This unit is intended for competency development in entry-level employment-based programs incorporated in approved contracts of training.
Granting competency in this unit shall be made only after competency in the following unit(s) has/have been confirmed.
Solve problems in electromagnetic devices and related circuits
For the full prerequisite chain details for this unit please refer to Table 2 in Volume 1, Part 2
Literacy and numeracy skills
Participants are best equipped to achieve competency in this unit if they have reading, writing and numeracy skills indicated by the following scales. Description of each scale is given in Volume 2, Part 3 ‘Literacy and Numeracy’
Elements and Performance Criteria
Prepare to work on wind energy conversion systems
OHS procedures for a given work area are identified, obtained and understood.
OHS risk control work preparation measures and procedures are followed.
The nature of the apparatus problem is obtained from documentation or from work supervisor to establish the scope of work to be undertaken.
Advice is sought from the work supervisor to ensure the work is coordinated effectively with others.
Sources of materials that may be required for the work are identified and accessed in accordance with established procedures.
Tools, equipment and testing devices needed to carry out the work are obtained and checked for correct operation and safety.
Solve problem in wind energy conversion systems
OHS risk control work measures and procedures are followed.
The need to test or measure live is determined in strict accordance with OHS requirements and when necessary conducted within established safety procedures.
Circuits are checked as being isolated where necessary in strict accordance OHS requirements and procedures
Established routines are used to solve wind energy conversion systems problems using measured and calculated values of apparatus operating parameters.
Problems are solved without damage to apparatus, circuits, the surrounding environment or services and using sustainable energy practices.
Complete work and document problem solving activities.
OHS work completion risk control measures and procedures are followed.
Work site is cleaned and made safe in accordance with established procedures.
Justification for solutions used to solve wind energy conversion systems problems is documented.
Work completion is documented and appropriate person(s) notified in accordance with established routine procedures.
8) This describes the essential skills and knowledge and their level, required for this unit.
Evidence must show that knowledge has been acquired of safe working practices and solving problems in wind energy conversion systems.
All knowledge and skills detailed in this unit should be contextualised to current industry practices and technologies.
Types, construction and operating features of small WECS
Evidence shall show an understanding of small WECs types, construction and operating features to the extent indicated by the following aspects:
T1 Basic operation of lift and drag type WECS
T2 Characteristics of WECS in terms of power and torque, efficiency (power and output co-efficient), solidity and tip speed ratio.

Given instruction:
Answer these questions from the unit text above, numbering each answer to match its question.
1. In which unit must competency be confirmed before competency in this unit can be granted?
2. Under completing work, what must be documented about the solutions used to solve wind energy conversion systems problems?
3. Which two types of WECS have their basic operation listed under T1?

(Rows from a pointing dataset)
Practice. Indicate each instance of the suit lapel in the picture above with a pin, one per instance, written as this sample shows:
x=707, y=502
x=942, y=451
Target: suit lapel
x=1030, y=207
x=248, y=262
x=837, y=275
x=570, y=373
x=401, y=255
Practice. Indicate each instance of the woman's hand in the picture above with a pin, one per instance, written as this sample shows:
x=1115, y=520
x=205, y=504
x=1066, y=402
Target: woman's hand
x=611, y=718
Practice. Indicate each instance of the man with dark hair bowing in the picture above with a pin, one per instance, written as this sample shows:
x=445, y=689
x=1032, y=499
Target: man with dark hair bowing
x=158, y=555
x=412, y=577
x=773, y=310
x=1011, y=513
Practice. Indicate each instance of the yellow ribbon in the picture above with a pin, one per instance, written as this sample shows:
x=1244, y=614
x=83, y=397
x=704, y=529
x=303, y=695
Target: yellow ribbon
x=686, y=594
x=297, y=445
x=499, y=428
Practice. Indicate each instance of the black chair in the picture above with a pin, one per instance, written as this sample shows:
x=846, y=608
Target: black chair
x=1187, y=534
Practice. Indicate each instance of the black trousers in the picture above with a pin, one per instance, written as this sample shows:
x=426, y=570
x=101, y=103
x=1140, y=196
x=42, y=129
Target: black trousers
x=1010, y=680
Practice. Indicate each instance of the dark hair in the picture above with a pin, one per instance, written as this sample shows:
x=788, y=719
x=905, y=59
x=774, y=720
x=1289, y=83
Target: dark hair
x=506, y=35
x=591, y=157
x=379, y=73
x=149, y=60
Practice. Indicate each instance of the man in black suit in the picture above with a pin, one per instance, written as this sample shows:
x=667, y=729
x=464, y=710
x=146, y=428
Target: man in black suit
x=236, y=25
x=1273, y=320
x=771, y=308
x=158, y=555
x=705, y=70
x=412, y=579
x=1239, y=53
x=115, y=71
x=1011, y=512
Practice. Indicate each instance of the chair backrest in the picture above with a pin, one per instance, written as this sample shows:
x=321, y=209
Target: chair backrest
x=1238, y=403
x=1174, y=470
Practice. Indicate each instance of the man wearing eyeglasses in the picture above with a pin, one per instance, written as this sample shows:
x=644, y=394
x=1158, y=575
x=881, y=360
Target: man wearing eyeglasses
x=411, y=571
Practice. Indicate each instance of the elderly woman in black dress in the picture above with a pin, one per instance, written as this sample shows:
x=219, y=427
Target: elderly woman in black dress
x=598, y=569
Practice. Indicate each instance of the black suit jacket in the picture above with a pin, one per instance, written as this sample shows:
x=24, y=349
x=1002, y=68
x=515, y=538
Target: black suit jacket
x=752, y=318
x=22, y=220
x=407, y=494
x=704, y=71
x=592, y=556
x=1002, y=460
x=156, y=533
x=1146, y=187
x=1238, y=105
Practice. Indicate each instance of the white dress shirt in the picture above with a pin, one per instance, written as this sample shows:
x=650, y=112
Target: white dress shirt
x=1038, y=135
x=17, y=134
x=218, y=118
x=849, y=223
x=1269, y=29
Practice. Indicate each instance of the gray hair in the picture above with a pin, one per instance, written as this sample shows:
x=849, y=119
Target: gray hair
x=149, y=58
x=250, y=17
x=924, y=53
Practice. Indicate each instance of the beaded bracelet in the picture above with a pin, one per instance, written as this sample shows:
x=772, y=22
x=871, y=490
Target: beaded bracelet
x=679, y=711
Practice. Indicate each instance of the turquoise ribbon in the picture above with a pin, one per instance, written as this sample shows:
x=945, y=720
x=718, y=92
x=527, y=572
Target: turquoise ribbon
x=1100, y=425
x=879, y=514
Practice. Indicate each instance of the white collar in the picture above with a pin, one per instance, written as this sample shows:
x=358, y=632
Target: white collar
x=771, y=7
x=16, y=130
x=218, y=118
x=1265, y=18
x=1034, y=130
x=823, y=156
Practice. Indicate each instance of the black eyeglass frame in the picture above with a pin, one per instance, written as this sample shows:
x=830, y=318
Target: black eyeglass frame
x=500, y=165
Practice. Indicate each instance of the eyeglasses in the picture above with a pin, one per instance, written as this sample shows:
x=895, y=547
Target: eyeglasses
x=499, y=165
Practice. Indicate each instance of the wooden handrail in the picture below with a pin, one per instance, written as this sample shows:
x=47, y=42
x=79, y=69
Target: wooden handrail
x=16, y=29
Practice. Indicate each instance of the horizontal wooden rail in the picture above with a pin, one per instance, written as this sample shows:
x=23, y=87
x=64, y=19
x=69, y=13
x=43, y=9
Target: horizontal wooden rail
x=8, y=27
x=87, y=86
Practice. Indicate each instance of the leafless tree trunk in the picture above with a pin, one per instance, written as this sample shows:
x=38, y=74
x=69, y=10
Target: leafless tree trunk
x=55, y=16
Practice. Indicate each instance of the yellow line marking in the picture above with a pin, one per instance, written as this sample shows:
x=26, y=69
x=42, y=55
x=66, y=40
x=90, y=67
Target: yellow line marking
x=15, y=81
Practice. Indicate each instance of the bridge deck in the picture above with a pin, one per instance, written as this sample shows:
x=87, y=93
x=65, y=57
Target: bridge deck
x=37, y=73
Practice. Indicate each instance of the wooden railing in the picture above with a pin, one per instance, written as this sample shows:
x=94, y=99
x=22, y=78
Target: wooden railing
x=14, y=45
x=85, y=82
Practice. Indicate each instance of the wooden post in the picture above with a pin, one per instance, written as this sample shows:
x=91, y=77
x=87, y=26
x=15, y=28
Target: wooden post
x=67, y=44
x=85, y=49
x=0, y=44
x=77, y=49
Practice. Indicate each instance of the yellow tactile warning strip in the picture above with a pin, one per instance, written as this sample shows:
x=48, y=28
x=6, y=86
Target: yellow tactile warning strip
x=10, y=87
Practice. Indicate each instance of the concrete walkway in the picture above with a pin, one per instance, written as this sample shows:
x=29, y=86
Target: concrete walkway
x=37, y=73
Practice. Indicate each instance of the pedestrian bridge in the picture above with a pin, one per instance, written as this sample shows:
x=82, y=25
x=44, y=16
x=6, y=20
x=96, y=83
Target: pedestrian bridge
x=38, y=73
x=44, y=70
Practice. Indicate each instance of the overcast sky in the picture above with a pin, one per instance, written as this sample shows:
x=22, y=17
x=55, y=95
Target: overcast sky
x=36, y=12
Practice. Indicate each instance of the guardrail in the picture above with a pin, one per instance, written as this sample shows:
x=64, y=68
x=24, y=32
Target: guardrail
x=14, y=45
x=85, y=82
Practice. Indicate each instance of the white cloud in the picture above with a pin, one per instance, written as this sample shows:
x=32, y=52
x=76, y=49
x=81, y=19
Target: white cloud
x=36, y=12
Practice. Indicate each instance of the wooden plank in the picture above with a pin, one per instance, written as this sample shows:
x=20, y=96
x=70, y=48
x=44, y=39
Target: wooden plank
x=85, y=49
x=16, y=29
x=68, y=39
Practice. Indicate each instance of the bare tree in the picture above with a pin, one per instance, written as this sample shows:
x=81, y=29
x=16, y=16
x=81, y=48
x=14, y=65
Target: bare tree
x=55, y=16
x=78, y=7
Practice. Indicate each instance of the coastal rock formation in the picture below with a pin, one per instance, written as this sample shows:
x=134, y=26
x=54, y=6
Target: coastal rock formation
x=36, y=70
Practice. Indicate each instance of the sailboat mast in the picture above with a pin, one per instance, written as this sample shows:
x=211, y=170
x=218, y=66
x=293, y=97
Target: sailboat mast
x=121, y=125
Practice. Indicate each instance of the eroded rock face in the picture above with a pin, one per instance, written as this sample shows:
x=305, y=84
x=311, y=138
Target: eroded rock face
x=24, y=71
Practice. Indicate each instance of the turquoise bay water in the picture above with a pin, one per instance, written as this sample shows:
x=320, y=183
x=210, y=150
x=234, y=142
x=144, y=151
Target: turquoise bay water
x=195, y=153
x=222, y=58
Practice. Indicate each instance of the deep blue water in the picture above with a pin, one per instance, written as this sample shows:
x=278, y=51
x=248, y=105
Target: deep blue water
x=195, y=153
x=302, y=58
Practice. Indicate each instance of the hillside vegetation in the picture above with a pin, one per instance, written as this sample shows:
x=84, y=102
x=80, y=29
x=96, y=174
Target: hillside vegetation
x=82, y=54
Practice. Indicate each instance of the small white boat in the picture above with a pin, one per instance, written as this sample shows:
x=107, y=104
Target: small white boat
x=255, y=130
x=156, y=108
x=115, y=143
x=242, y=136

In response:
1. Solve problems in electromagnetic devices and related circuits
2. The justification for them
3. Lift type and drag type